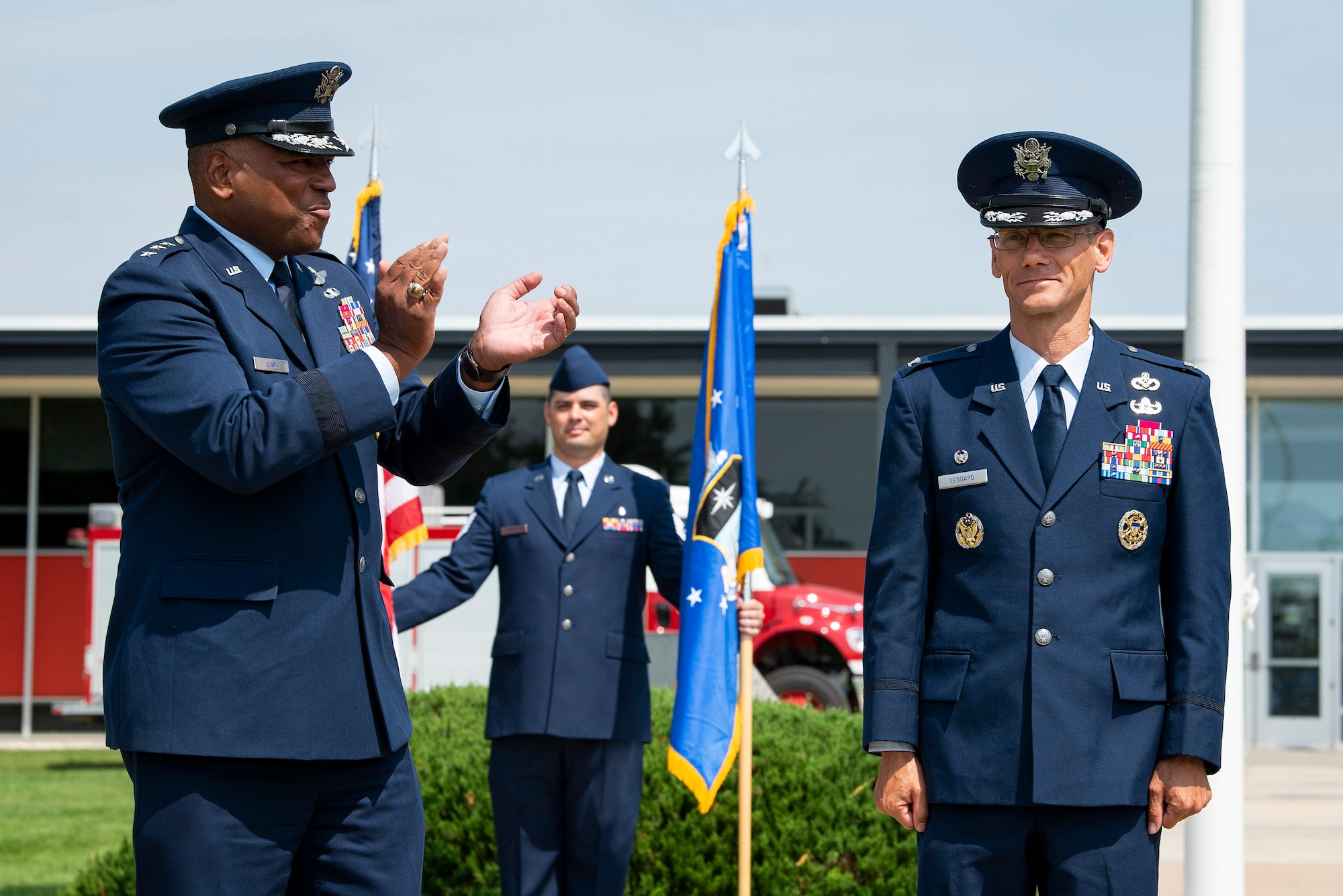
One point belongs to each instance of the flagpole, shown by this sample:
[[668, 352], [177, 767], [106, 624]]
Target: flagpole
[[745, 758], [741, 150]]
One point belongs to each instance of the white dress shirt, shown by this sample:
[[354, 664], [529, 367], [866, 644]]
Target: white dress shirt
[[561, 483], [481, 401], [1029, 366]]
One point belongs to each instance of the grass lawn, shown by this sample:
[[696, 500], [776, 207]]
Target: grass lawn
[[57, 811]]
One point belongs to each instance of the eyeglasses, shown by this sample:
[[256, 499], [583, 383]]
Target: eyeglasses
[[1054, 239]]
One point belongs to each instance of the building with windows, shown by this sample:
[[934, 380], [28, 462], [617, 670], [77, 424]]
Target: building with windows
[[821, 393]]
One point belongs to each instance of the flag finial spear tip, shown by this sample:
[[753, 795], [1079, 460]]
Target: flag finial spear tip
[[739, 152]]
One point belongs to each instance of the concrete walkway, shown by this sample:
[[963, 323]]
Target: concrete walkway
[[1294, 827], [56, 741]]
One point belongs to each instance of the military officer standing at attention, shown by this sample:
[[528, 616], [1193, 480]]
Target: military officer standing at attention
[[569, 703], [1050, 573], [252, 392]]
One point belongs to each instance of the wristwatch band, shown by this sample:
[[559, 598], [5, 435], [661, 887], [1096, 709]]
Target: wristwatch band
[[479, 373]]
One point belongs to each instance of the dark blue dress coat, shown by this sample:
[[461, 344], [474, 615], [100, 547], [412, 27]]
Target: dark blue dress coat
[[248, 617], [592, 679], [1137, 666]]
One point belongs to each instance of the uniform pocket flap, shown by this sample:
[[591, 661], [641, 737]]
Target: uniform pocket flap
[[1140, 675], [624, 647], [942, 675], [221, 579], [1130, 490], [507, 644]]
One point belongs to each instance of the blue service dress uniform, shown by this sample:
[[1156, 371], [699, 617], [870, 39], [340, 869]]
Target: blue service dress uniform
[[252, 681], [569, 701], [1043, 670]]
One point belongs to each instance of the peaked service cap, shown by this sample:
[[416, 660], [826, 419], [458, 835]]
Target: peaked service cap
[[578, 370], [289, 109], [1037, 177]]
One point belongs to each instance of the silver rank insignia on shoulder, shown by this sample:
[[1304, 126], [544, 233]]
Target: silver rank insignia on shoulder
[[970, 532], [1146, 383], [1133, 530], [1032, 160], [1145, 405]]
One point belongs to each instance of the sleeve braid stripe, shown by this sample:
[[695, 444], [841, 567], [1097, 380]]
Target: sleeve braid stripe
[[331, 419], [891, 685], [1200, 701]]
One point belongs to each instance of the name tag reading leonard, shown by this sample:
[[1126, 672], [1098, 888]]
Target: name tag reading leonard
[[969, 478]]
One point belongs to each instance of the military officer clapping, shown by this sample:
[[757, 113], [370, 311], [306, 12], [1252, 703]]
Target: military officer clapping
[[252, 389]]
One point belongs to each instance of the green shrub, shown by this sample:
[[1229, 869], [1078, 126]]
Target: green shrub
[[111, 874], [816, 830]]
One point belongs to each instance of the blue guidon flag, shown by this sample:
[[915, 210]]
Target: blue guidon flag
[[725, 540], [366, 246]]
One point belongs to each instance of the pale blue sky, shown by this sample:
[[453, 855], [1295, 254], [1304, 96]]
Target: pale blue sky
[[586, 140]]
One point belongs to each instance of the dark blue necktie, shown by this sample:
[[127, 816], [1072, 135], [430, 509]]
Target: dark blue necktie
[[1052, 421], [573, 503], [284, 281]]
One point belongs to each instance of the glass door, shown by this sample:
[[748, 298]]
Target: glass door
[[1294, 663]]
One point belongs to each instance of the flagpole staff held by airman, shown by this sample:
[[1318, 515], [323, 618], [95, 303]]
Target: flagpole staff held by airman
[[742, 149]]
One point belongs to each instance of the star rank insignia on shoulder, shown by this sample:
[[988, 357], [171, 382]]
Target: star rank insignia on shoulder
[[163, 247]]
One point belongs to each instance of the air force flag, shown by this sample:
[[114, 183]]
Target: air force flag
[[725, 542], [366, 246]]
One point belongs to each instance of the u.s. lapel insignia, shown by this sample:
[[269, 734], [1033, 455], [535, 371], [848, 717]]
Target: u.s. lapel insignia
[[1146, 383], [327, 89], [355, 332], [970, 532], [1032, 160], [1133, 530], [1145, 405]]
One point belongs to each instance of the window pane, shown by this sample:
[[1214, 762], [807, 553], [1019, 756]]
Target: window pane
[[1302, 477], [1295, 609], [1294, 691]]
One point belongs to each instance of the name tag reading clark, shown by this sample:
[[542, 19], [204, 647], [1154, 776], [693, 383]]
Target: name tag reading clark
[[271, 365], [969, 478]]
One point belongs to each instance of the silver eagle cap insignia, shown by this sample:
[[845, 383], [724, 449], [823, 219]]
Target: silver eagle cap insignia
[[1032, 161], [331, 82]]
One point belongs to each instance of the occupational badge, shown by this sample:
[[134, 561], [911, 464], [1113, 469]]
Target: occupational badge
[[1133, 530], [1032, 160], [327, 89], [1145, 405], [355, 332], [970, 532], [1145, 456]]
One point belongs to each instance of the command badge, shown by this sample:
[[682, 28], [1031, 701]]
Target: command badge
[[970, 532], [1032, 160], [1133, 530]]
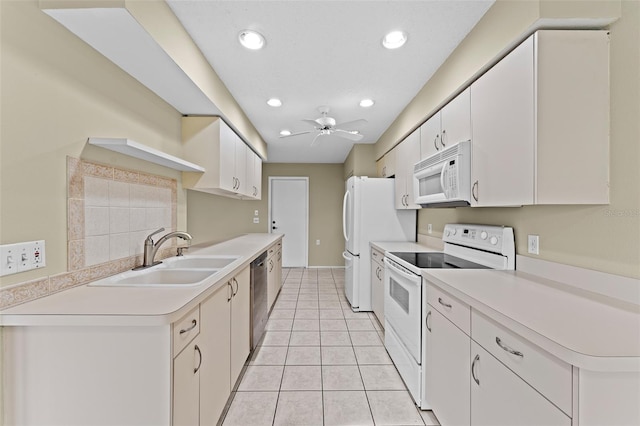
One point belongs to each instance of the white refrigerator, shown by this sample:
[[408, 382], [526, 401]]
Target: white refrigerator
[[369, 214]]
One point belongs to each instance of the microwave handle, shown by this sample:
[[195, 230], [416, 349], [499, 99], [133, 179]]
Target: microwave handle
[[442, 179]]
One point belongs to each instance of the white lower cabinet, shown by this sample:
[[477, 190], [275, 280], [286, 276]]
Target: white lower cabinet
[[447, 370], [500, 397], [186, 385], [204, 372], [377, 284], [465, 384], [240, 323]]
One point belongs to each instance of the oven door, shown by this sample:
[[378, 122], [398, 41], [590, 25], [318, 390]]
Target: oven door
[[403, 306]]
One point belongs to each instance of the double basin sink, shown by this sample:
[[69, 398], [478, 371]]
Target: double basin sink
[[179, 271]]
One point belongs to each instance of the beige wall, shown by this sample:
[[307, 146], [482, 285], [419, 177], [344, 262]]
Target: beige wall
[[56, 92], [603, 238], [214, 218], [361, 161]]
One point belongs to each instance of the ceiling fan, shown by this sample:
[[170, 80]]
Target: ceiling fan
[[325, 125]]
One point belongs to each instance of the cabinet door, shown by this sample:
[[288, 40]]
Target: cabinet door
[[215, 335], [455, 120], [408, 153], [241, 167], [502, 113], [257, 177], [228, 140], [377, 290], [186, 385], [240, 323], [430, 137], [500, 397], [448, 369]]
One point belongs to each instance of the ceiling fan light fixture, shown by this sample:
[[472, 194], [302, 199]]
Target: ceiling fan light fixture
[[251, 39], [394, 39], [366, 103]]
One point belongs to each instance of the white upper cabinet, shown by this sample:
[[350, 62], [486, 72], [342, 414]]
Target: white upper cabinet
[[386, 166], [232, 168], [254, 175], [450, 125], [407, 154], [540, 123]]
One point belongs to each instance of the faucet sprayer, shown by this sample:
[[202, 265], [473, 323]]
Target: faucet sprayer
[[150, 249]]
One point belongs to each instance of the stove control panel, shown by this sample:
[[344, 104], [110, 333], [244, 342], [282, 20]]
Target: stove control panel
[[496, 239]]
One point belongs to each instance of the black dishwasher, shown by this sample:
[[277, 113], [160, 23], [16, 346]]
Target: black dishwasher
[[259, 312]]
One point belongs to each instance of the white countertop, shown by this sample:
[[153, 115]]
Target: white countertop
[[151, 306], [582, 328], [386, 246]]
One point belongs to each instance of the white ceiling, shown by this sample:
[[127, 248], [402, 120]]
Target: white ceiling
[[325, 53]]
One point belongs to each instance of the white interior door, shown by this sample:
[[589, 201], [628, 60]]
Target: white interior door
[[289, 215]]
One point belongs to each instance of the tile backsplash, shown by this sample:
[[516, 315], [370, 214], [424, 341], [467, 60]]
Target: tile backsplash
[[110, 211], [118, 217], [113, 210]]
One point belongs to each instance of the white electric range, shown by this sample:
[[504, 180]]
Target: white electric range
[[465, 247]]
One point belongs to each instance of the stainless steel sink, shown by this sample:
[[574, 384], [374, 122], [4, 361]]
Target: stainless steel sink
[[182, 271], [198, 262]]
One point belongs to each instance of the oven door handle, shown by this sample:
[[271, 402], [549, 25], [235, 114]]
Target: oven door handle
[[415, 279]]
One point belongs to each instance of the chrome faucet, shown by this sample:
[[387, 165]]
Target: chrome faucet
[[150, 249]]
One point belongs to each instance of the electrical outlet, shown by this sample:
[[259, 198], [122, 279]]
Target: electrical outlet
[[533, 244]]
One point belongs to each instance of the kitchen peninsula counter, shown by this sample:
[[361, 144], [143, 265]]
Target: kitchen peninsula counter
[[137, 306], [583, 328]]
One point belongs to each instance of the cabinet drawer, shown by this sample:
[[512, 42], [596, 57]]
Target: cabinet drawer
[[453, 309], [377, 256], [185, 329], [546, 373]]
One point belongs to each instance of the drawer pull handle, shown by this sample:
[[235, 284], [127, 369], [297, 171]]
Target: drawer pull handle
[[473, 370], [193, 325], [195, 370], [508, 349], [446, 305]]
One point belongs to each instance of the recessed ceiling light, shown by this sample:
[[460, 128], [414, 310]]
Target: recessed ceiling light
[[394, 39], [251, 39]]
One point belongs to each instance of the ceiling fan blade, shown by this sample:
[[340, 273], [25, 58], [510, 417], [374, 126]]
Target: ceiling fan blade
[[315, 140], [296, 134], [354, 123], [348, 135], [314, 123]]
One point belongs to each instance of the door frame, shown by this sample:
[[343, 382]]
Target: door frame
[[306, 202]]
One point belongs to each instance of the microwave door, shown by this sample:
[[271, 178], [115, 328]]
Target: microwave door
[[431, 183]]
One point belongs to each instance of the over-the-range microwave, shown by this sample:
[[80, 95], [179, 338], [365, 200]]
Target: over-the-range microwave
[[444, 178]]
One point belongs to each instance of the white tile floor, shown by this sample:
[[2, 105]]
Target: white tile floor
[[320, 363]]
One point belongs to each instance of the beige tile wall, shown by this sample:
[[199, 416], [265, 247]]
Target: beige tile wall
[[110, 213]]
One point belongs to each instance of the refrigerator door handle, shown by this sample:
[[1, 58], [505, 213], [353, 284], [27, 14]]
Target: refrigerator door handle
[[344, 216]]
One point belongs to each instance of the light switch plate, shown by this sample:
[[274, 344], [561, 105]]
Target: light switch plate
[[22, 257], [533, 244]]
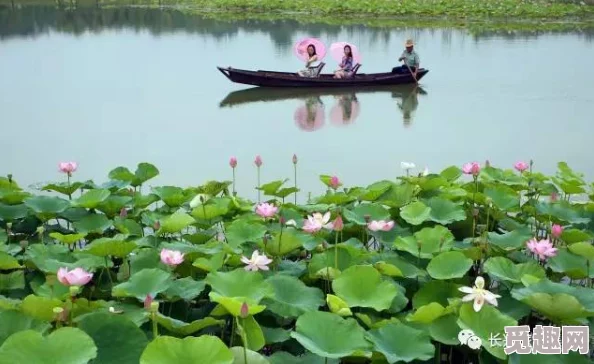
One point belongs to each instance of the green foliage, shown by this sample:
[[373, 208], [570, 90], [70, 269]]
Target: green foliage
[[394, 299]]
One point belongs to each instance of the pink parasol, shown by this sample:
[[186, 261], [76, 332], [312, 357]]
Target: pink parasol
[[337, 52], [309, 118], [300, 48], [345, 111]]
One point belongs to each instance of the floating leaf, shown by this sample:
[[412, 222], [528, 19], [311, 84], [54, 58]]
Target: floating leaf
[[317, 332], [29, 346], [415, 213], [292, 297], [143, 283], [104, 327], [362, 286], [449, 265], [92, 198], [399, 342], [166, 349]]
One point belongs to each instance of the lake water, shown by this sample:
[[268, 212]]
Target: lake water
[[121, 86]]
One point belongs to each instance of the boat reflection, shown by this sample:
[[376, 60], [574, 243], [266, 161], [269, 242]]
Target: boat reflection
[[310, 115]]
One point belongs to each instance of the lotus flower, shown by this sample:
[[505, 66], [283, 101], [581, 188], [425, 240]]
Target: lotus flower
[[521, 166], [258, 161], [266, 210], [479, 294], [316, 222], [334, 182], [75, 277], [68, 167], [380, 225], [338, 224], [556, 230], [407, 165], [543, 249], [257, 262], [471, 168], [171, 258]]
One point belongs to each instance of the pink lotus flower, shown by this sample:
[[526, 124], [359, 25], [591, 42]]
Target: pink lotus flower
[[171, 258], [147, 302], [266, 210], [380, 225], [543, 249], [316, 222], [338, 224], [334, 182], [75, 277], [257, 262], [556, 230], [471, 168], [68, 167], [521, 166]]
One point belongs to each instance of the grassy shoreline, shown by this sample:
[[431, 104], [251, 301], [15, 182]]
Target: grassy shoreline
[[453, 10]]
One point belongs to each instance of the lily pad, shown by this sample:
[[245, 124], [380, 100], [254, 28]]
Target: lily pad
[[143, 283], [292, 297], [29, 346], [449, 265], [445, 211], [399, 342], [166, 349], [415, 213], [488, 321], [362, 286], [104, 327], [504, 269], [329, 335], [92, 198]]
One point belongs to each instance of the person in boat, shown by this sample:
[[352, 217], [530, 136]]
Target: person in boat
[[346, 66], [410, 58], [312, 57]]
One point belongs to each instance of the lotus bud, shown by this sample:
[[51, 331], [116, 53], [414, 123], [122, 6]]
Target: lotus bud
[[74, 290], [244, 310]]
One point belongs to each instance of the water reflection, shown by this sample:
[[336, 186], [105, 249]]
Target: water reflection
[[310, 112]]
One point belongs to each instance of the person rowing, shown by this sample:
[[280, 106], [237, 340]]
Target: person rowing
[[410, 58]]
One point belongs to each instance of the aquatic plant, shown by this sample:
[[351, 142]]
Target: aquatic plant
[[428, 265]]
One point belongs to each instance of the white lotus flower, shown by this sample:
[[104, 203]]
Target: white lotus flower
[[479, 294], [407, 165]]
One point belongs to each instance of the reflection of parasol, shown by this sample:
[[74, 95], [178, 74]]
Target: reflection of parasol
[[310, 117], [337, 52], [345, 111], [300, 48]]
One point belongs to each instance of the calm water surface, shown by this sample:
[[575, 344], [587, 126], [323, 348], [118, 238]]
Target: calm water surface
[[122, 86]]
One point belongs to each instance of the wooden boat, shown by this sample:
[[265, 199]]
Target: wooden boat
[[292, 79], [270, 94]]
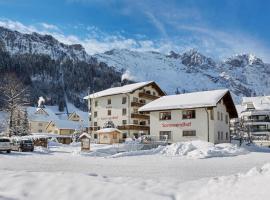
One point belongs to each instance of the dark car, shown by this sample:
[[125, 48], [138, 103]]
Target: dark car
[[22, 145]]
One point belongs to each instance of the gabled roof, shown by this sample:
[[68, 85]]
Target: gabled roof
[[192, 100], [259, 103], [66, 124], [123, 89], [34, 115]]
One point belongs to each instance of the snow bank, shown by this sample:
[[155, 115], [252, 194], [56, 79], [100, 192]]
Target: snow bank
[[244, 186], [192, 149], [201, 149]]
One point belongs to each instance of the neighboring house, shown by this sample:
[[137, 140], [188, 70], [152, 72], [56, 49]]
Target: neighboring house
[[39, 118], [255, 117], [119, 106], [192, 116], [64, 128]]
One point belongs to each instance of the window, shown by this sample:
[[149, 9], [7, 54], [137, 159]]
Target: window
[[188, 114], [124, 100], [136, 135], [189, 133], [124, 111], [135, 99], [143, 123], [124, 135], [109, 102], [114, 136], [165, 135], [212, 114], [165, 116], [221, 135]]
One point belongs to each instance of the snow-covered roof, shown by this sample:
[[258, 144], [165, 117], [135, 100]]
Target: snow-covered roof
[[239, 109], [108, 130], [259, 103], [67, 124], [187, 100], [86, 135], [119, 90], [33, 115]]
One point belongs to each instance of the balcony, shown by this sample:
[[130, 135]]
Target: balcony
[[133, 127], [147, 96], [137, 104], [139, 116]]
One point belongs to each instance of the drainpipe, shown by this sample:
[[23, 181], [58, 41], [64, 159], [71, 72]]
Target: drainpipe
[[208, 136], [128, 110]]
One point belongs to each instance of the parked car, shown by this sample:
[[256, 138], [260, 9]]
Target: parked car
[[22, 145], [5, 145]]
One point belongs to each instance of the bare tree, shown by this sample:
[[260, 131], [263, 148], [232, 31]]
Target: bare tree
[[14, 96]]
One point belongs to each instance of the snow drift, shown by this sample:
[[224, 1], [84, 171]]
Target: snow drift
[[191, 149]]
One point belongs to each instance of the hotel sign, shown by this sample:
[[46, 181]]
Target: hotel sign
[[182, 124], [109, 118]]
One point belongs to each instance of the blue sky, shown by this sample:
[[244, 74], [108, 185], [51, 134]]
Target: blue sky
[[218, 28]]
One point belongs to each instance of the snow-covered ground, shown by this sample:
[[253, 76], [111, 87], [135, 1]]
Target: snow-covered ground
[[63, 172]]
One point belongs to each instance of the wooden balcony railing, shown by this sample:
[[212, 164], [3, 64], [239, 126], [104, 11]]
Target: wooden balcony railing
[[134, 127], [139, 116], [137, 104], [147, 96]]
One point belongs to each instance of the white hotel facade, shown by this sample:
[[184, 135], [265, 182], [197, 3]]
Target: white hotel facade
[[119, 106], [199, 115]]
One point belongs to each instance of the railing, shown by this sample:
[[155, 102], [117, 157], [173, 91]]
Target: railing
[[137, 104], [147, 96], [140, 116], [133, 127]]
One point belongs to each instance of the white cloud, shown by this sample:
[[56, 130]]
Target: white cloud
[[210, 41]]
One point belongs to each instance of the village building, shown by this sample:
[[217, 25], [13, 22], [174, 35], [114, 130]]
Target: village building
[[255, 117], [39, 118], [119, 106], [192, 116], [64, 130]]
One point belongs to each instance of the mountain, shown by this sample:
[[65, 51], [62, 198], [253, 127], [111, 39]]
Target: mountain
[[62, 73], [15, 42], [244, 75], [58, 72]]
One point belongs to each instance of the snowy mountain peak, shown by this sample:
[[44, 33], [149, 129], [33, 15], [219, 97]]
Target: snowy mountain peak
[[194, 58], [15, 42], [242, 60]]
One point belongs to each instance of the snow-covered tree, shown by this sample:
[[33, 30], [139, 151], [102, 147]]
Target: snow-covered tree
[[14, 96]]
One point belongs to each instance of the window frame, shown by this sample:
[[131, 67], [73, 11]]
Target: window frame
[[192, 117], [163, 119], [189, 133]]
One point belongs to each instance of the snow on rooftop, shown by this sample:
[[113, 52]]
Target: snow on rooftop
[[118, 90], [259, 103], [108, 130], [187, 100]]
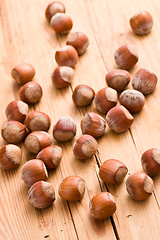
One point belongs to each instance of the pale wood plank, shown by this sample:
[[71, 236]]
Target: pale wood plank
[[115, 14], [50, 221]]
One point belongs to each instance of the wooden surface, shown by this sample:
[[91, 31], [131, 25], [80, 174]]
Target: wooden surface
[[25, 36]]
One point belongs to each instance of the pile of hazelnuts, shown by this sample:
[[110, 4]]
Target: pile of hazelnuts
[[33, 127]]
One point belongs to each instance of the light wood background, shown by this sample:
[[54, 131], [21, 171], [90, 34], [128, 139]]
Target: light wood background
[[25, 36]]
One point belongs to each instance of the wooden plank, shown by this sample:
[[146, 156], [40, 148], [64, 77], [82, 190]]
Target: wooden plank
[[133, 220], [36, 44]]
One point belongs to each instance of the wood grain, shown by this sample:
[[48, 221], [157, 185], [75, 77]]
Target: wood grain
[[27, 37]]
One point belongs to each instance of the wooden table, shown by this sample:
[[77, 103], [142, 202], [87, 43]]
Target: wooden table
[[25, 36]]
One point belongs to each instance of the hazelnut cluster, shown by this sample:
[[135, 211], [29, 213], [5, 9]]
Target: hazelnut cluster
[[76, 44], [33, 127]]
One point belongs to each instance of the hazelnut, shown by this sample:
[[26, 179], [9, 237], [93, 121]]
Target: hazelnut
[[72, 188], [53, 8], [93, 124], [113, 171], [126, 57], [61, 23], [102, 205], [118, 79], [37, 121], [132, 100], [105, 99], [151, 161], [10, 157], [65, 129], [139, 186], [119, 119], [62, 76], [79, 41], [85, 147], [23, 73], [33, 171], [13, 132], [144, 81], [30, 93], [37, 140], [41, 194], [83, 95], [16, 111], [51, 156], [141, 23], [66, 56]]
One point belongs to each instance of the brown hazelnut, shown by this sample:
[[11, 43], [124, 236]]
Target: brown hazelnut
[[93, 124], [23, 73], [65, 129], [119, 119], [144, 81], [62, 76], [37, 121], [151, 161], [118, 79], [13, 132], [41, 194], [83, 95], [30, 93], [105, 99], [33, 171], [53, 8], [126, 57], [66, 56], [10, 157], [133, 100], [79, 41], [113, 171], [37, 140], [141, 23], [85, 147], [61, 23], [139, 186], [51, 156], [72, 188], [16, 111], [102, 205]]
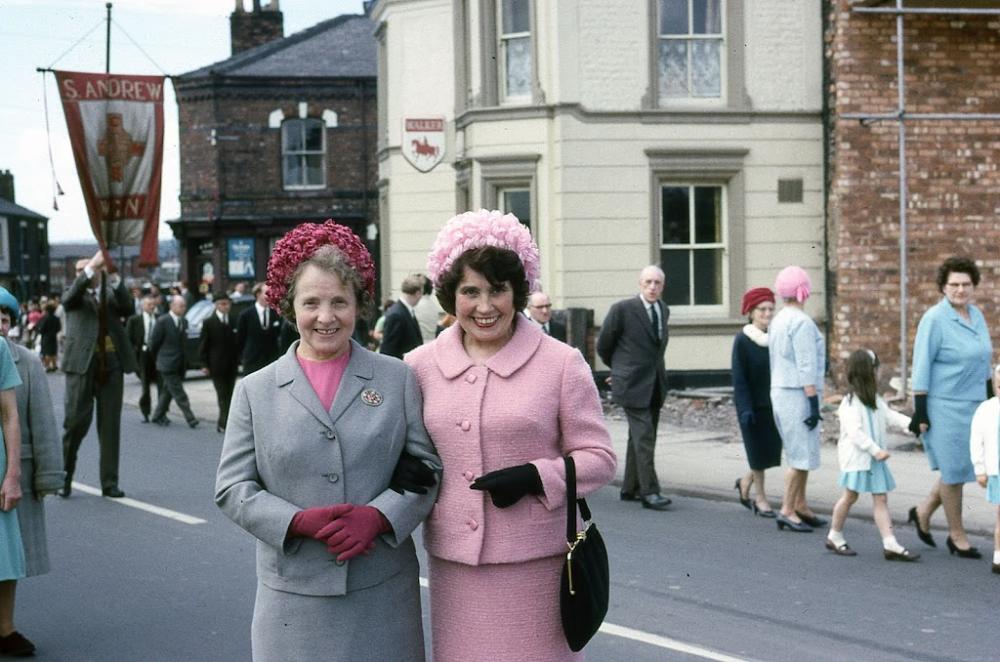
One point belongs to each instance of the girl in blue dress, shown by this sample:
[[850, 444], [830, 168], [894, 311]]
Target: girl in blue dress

##############################

Written problem:
Return word for word the rows from the start of the records through the line containing "[[561, 483], [481, 401], [1029, 366]]", leaving out the pictures.

Exercise answer:
One point belongs to each instance of the flagpole, shown by this sample:
[[668, 352], [177, 767], [106, 624]]
Target: flagpole
[[745, 758], [741, 150]]
One point belongs to each instance of the white dress shirt, shown by this sample:
[[354, 664], [529, 367], [866, 644]]
Target: white dress shirt
[[561, 483], [481, 401], [1029, 366]]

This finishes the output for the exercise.